* **Directive**
Every record must be transcribed in its entirety, apart from the images, which are to be omitted.

* **Source material**

* * * * * * *

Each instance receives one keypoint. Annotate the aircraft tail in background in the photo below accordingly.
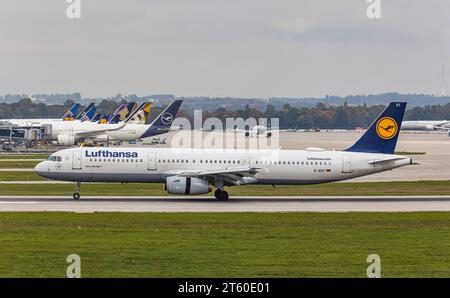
(71, 113)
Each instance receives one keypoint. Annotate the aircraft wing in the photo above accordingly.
(234, 176)
(97, 132)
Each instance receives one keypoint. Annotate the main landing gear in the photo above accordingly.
(221, 195)
(76, 195)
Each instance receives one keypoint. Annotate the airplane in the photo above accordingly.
(135, 129)
(187, 171)
(431, 125)
(68, 132)
(261, 131)
(122, 112)
(71, 113)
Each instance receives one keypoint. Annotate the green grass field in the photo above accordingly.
(143, 189)
(225, 245)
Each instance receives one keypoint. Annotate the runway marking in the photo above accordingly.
(89, 204)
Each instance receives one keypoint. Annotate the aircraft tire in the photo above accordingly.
(221, 195)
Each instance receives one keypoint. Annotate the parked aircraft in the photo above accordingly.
(138, 130)
(195, 171)
(68, 132)
(261, 131)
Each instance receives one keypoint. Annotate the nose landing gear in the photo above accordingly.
(76, 195)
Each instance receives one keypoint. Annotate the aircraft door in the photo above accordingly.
(152, 161)
(346, 163)
(76, 160)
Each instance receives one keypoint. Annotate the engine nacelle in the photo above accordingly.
(66, 140)
(187, 186)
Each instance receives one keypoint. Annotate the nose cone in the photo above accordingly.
(42, 169)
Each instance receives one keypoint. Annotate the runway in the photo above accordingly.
(236, 204)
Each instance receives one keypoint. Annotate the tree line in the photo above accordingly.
(321, 116)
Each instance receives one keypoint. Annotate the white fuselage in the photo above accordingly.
(425, 125)
(156, 164)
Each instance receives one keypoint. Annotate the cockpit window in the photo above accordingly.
(54, 158)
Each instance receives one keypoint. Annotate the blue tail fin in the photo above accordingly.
(382, 135)
(89, 114)
(70, 114)
(84, 111)
(96, 118)
(164, 121)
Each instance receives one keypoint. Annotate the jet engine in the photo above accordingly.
(187, 186)
(66, 140)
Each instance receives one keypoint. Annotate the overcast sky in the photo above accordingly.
(241, 48)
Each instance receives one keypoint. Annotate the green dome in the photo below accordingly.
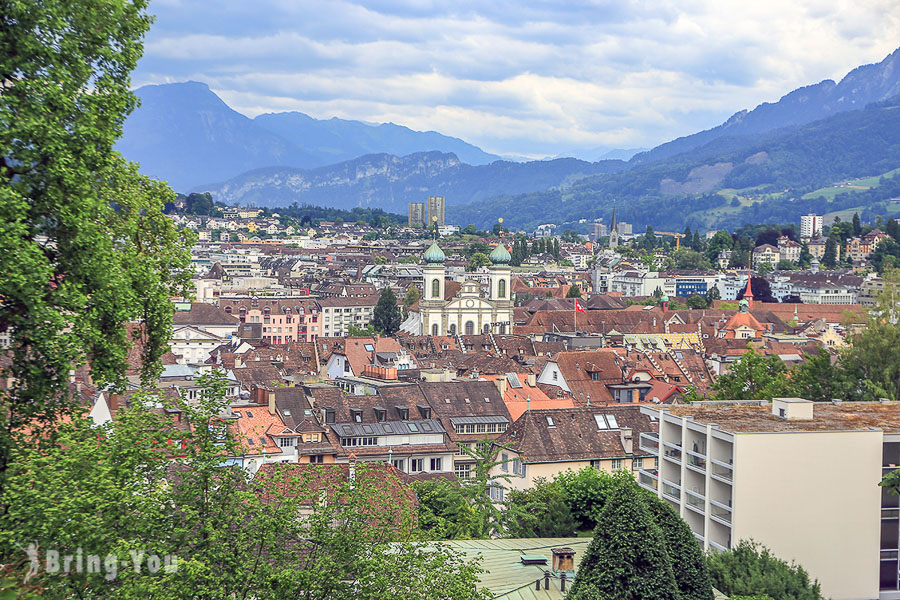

* * * * * * *

* **Complete answer**
Each instance receives one keypoint. Annotate the aircraft tail in background in the photo below accordingly.
(71, 113)
Each instance receives one keypoint. Annotate the aircraft wing in the photo above accordingly.
(234, 176)
(97, 132)
Each instance receives one keypoint. Annotate the main landing gear in the photo above accordingly.
(221, 195)
(76, 195)
Each instance receives one keypoint. Annotate the airplane in the photo above accordingly.
(135, 129)
(187, 171)
(431, 125)
(68, 132)
(261, 131)
(122, 112)
(71, 113)
Each instance receives one keypoint. Annotate the green grass field in the photo above accordingly.
(143, 189)
(225, 245)
Each instance receives one keypoint. Annotate the runway marking in the photo above accordingly.
(89, 204)
Each instance receives one keypoint. Annotate the aircraft tire in the photo above accordingly.
(221, 195)
Each instance receives one keypoint. Annotate the parked aircraft in the photo above accordingly.
(138, 130)
(195, 171)
(68, 132)
(261, 131)
Each instance receives one keypoint. Annotate the nose landing gear in the photo above accordingly.
(76, 195)
Each instance receives one keypoint. Annotate the aircraft door in the photo above accordingly.
(152, 161)
(346, 163)
(76, 160)
Each instance receives one keypoint. Annotate the engine nacelle in the photo above accordingly.
(66, 140)
(187, 186)
Each instance receives one keypoint. Annotate the nose cone in the photo above accordingly.
(42, 169)
Each instance receives one keypoint. Annotate the runway in the photo above accordingly.
(236, 204)
Each instance receives one keypoint. Annotate the tree line in the photo above accordingly.
(321, 116)
Each instance receives one keypoint. Annotate the white fuselage in the photo above accordingly.
(425, 125)
(156, 164)
Each instance receives one keypoint. Annotate the cockpit window in the photo above accordingly.
(54, 158)
Each instance receives one keypoint. Annotate the blue tail fin in the photo above accordingly.
(382, 135)
(89, 114)
(70, 114)
(84, 111)
(96, 118)
(164, 121)
Each instance receives one keypoint. Annotate the jet engine in the photo above accordingly.
(187, 186)
(66, 140)
Each instance receives one keypoint. Annotate the overcast sky in the photo above accordingly.
(241, 48)
Each instance receives one keypoint. Annotate the green dome in the photo below accordingly.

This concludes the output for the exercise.